═══ 抜粋本文 ═══

今回は、体格差や技能差によって場の工夫が必要になるハードル走の指導のポイントをテーマにとりあげました。
ポイント1身長別によるチーム構成にし、ハードルの高さの有利不利をなくす
ハードル走が独自にもつ運動の楽しさは、障害物であるハードルをリズミカルに走り越えることの心地よさにあります。
しかし、スピードに乗れないとハードルを越すごとに大きく減速してしまい、この運動の楽しさの本質を味わえません。
ここには、足の速さはもちろんですが、身長差による有利不利も大きな要素になります。この「個人差を埋める」というのが大切なポイントです。
個々の子どもの間には身長差が30cm以上あるのに、同じハードルの高さである必要はありません。それは全員が同一サイズの服を着せられているようなものです。競技会ならインターバルも高さも揃えますが、ここは体育の授業であり、本来の目的に立ち返ることです。
そこでチームを同一範囲内の背の高さのメンバーで構成し、チーム毎にハードルの高さを股下程度に指定します。(44cm〜68cm程度の8cm毎4段階設定)
これにより、ハードルの高さによる有利不利の差を緩和します。
このチーム構成だと技能差が大きくなりますが、それがいいのです。技能差があるチームの方が、教え合いが生じやすくなります。
他にもタイムの伸びをチームで得点化するなど、互いに必然的に関わり合いながら進められる授業構成にしていくことが大切です。
ポイント2自由にインターバル変更できるシステムにし、教え合いも促す
高さ以外の個人差に、インターバルの違いがあります。

═══ データ資料 ═══

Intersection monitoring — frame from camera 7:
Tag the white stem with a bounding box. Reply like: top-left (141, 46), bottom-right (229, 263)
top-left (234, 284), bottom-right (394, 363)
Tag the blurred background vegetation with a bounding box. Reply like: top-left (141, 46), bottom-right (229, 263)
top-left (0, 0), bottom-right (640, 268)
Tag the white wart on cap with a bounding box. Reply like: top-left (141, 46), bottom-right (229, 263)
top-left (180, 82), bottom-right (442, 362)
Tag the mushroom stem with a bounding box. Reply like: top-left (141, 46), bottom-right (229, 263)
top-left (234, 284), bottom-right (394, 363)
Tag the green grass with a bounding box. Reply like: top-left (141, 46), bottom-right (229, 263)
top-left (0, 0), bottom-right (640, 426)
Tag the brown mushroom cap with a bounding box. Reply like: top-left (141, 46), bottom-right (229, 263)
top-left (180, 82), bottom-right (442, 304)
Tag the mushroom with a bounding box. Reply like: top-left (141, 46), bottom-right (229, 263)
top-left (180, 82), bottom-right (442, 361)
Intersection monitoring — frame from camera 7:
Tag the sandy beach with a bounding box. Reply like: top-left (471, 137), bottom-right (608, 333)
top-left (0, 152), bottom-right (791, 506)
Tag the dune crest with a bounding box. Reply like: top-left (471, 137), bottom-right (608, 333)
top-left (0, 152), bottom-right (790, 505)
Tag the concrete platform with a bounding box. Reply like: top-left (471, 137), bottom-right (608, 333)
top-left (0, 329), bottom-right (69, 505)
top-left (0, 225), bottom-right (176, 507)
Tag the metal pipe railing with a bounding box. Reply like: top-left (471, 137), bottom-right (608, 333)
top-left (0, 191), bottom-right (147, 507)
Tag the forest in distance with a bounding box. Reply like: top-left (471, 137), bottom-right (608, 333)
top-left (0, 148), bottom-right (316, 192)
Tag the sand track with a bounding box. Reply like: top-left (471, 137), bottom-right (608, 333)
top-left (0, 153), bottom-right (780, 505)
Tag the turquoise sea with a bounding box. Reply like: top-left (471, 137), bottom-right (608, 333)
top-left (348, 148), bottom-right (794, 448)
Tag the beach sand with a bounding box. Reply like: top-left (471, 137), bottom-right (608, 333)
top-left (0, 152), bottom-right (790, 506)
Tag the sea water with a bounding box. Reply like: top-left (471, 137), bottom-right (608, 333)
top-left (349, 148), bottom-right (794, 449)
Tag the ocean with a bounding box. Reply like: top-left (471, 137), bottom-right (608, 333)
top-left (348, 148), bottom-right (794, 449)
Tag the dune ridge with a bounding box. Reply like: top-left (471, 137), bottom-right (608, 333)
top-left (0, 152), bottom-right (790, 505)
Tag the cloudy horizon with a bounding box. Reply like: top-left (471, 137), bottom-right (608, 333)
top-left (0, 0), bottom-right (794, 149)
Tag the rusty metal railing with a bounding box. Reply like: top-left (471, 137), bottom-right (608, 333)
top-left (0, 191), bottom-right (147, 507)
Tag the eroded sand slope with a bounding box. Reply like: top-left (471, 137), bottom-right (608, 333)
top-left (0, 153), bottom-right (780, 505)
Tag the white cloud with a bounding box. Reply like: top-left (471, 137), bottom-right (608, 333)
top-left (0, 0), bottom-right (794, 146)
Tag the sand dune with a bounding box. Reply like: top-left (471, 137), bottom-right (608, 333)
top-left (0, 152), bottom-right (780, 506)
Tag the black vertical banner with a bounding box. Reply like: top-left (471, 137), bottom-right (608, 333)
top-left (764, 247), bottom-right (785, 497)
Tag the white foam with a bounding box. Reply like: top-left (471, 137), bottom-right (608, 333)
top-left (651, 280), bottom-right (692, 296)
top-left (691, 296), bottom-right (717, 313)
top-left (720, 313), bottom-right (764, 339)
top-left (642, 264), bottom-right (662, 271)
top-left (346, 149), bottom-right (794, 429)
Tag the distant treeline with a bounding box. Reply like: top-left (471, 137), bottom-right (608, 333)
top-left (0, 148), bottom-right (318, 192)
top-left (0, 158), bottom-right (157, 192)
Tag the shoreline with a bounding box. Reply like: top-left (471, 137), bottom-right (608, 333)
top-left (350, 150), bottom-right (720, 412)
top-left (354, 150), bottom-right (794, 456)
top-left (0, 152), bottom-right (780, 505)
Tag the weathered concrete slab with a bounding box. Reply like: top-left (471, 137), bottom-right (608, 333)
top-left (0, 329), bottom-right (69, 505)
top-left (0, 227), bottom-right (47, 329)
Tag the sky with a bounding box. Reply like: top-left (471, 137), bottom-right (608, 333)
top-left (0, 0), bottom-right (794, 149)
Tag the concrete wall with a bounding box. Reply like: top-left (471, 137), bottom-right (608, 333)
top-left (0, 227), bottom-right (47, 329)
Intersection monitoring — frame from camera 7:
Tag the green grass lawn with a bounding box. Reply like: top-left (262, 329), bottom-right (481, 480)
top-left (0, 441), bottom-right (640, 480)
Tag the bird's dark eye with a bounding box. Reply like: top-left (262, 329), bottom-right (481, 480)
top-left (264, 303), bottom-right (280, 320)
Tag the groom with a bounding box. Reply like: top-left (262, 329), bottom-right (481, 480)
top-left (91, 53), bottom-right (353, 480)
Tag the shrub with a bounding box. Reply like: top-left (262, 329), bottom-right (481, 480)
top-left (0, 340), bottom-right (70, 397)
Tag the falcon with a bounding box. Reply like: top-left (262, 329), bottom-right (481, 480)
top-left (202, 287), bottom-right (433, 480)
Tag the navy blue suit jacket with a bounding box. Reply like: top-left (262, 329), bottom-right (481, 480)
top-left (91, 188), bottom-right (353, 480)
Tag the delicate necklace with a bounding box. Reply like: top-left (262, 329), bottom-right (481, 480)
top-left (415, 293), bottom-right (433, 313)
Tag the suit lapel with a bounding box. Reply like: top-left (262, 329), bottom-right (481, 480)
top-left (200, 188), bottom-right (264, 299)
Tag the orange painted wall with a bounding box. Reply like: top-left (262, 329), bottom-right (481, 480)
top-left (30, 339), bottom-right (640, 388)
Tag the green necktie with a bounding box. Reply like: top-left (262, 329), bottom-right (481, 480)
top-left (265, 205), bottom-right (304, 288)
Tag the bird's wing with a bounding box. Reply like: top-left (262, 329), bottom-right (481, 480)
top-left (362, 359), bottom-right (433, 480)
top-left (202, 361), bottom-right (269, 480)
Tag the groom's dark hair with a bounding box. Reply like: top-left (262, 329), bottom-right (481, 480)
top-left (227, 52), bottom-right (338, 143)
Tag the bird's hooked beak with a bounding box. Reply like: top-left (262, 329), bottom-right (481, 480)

═══

### 問題の詳細
ハードル走の指導についての本文を、最後の文の後から書き継ぎなさい。 これらの資料は、本文とは別の出典から採られたものです。

### 解答記述
そして高さ調節とインターバル調節のどちらが大変かというと、高さ調節です。左右の支柱が少し曲がっていてやたら固かったり、下手に力んで無理に引っ張って指を挟んだりします。
その点インターバル変更なら、人がそこにいて目印さえしっかりあれば一瞬です。
そこで、写真のように1人1台ずつ横から仲間を観察させる役割を持たせます。
本校のグラウンドは地盤が非常に固く、全てのコースのインターバル毎に目印の杭をうつのは大変です。そこで予めメジャーにインターバル毎の色別になった目印のシールを貼っておき、それを設置しています。(5.5m・6m・6.5mの3段階)
これにより、走者の希望でインターバルを一瞬で自由に変えられます。
また、ハードルの横について安全に観察がしやすいよう、1チーム3mの幅を使用できるようにしています。計測時には、準備ができたチームは座り、スタートと同時に立つという約束にしておきます。安全面への配慮は大切です。
また、せっかく一人一台ついて観察しているので、ゴールしたらチーム全員がゴール地点の走者に気付いたことを最低一つは伝える約束にします。
自主的にできることが理想ですが、最初は約束として組み込み、習慣化させてしまう方が、最終的に自主的で協働的な学びに近付きます。
ポイント3用具の一工夫で、思い切り低く走り越える楽しさを味わわせる
ハードルを低く走り越せない子どもを観察すると「ハードル前の減速」「踏切位置が近い」「前脚が伸びていない」というように、主に踏切時の課題が見られます。
これら個別の課題を仲間の観察によって明らかにし、各自の課題に応じて練習方法を工夫させていきます。
そのための手助けとして、用具を一工夫します。下の写真のようなフレキハードルの使用や、コーンとゴムひもの利用、目標の踏切位置にお手玉で目印をつけるなど、個別の課題に応じてチームで工夫して練習できるようにしていきます。
本物のフレキハードルは1台1万円以上するので、手作りしました。写真のフレキハードルはホームセンターで材料を揃え、一台当たり1500円程度です。
用具の一工夫だけでも、動きがぐっと変わります。ハードル走は「怖い」のイメージを「楽しい」に変える一工夫をしていきましょう。
今月の格言
ハードル走では、
体格やスピードの個人差に対応できる場の一工夫を!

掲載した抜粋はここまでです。